Supplied information:
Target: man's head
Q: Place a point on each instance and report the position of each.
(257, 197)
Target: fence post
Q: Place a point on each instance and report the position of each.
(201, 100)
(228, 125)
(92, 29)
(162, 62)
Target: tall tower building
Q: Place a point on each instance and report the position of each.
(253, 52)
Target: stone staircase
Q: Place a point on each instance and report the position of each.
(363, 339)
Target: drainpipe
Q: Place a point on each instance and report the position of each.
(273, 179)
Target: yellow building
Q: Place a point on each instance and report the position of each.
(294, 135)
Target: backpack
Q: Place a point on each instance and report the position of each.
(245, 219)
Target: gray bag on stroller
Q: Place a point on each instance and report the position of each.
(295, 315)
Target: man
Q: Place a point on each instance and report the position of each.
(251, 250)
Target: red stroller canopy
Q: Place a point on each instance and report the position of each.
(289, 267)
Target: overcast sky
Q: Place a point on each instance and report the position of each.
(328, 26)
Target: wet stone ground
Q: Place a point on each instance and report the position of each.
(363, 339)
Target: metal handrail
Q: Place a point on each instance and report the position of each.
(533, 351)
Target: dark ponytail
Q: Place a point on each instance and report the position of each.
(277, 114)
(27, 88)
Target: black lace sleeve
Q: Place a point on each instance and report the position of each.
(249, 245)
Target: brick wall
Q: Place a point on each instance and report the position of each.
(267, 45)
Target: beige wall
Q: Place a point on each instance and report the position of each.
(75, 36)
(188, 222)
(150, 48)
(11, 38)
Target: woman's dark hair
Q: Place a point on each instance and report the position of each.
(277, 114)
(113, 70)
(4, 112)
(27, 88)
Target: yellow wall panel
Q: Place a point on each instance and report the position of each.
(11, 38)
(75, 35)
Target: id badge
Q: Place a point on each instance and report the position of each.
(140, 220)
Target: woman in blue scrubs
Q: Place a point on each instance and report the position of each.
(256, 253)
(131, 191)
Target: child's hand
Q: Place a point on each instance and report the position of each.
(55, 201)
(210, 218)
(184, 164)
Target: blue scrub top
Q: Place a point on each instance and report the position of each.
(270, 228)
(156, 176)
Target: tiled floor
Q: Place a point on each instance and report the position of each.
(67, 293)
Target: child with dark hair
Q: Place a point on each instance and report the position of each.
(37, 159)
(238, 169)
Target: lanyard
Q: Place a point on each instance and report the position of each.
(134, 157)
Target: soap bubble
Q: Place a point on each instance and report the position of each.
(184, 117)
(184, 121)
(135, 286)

Task objective: Read the listing. Report every line that includes the word "wall".

Exercise answer:
Target: brick wall
Target: beige wall
Target: yellow wall panel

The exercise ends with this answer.